WHAT NEEDS TO BE DONE -> Reproduce all the entries precisely.

--- begin LISTED RECORDS ---

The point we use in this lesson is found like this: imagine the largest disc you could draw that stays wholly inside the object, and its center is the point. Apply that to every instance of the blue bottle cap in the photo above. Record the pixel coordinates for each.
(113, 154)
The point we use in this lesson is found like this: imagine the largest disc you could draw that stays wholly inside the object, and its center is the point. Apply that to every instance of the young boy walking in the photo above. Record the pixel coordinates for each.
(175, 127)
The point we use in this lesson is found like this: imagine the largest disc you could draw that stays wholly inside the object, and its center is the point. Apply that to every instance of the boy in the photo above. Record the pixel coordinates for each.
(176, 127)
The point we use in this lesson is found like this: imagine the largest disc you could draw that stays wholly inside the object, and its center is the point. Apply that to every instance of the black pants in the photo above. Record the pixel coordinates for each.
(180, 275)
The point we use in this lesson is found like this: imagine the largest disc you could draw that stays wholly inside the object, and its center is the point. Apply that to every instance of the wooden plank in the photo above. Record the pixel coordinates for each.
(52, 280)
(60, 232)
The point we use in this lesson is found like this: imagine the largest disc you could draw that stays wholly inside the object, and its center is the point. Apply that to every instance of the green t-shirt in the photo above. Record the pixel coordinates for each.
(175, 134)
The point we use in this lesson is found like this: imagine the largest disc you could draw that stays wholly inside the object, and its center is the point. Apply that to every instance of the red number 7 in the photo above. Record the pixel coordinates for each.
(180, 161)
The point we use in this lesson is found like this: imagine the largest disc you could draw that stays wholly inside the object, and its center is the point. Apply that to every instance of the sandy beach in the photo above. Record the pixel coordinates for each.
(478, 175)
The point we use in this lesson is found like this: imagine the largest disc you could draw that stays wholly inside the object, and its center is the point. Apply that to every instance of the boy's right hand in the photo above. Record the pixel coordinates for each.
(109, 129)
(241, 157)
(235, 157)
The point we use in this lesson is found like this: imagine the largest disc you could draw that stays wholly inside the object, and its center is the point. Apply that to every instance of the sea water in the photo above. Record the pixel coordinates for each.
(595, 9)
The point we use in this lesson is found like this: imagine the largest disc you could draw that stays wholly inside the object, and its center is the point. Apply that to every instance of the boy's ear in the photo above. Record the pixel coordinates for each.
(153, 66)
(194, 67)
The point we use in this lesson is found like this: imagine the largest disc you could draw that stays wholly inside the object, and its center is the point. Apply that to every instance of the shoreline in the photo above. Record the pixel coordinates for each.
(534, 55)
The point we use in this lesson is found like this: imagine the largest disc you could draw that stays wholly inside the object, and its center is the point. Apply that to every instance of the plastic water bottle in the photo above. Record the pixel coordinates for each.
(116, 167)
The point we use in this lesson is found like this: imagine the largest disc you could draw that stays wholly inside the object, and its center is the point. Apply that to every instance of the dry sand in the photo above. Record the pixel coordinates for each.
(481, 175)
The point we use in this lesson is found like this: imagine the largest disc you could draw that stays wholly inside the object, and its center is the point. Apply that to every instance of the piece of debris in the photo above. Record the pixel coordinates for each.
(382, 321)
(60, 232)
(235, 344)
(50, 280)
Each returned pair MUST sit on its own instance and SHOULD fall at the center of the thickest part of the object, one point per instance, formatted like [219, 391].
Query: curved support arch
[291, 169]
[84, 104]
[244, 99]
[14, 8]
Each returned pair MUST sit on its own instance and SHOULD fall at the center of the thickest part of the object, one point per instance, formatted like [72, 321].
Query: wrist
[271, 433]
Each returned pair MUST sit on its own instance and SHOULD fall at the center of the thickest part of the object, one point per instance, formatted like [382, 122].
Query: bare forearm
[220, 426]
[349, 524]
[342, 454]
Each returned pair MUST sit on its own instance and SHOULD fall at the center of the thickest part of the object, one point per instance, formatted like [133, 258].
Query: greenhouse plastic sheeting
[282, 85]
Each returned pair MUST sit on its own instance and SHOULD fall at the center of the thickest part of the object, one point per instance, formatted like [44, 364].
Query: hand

--- end LISTED RECORDS ---

EXERCISE OUTPUT ->
The point we use in this lesson is found like this: imagine the largest disc you could draw that stays wholly inside the object, and its center is the point. Apply that to every instance of the blue bottle cap in the photo above. Record the pixel coordinates for each.
(113, 154)
The point we use in this lesson is found like this: imagine the largest disc you could draw that stays wholly inside the object, and its center is the point. Apply that to every instance of the young boy walking in the photo above. Record the pixel coordinates for each.
(175, 127)
The point we use in this lesson is found like this: imagine the largest disc you could draw that stays wholly inside the object, and its center is the point. Apply that to every instance of the boy in the photo above. Record the pixel coordinates for each.
(176, 127)
The point we use in this lesson is found like this: imagine the largest disc you could draw that stays wholly inside the object, and its center is the point. Apply that to every instance of the black pants in the photo above. Record the pixel coordinates for each.
(180, 275)
The point we use in this lesson is found like this: imagine the largest disc you could draw that stays wholly inside the object, and its center is the point. Apply that to every instance of the wooden plank in the photo above. Record the pixel coordinates for each.
(52, 280)
(60, 232)
The point we use in this lesson is found like this: imagine the largest disc you could draw that stays wholly inside the object, and its center is the point. Apply that to every instance of the green t-shirt in the photo above. Record the pixel coordinates for each.
(175, 134)
The point we use in this lesson is found like this: imagine the largest disc you could draw that stays wholly inside the object, and its center is the point. Apply that to every instance of the red number 7 in the photo above. Record the pixel coordinates for each.
(180, 161)
The point we use in this lesson is found like this: imagine the largest disc you could draw that stays wholly inside the object, and its center is the point. Apply that to every instance of the sandy beach in the photo above. Record the pixel coordinates for each.
(478, 175)
The point we use in this lesson is found like this: imagine the largest disc you could draw that stays wholly inside the object, and its center is the point. Apply that to every instance of the boy's right hand in the photo above. Record the pixel coordinates for each.
(109, 129)
(241, 157)
(235, 157)
The point we use in this lesson is found like this: imagine the largest disc you could draw that stays wholly inside the object, and its center is the point. Apply that to every instance of the sea water in the photo above. Record the pixel coordinates for each.
(595, 9)
The point we use in this lesson is found like this: imagine the largest disc you could draw that stays wholly inside the object, and its center is the point. Apply that to every instance of the boy's ear in the photo above. Record the pixel coordinates for each.
(153, 66)
(194, 67)
The point we use in this lesson is found like this: imagine the largest disc you could draw that stays wholly inside the object, and its center is the point. Apply that to every instance of the shoreline in the photo above. Record the pixel coordinates for each.
(534, 55)
The point we use in this lesson is found like this: imagine the largest disc you could draw that stays wholly inside the object, and its center is the point. Apply that to every instance of the plastic water bottle in the photo above. Record the pixel coordinates for each.
(116, 167)
The point we use in this lesson is found like this: imagine the largest disc you could draw that stays wholly inside the object, and its center is the point. Apply that to every instance of the dry sand in the photo above. Record the pixel coordinates for each.
(481, 175)
The point we use in this lesson is found like this: imagine the largest disc you could draw that stays wholly inside the object, and its center is the point. Apply that to every instance of the piece of debris in the photo above. Record the pixel coordinates for each.
(382, 321)
(60, 232)
(235, 344)
(50, 280)
Each returned pair MUST sit on its own instance and SHOULD fall at the center of the thickest part of the object, one point per instance, formatted like [219, 391].
Query: curved support arch
[291, 169]
[84, 104]
[244, 99]
[14, 8]
Each returned pair MUST sit on its own instance and SHOULD fall at the center of the thickest part of the object, one point per instance, formatted like [72, 321].
Query: wrist
[271, 433]
Each returned pair MUST sit on its own instance and SHOULD fall at the center of the thickest part of the object, one point per instance, formatted like [382, 122].
Query: bare forearm
[220, 426]
[349, 524]
[342, 454]
Each returned pair MUST sit on its own instance and SHOULD fall at the center of the thickest part of the object, one point per instance, formatted like [133, 258].
Query: greenhouse plastic sheeting
[282, 85]
Each returned pair MUST sit on its own instance and SHOULD fall at the center of the thickest part of the object, one point per instance, formatted like [44, 364].
Query: hand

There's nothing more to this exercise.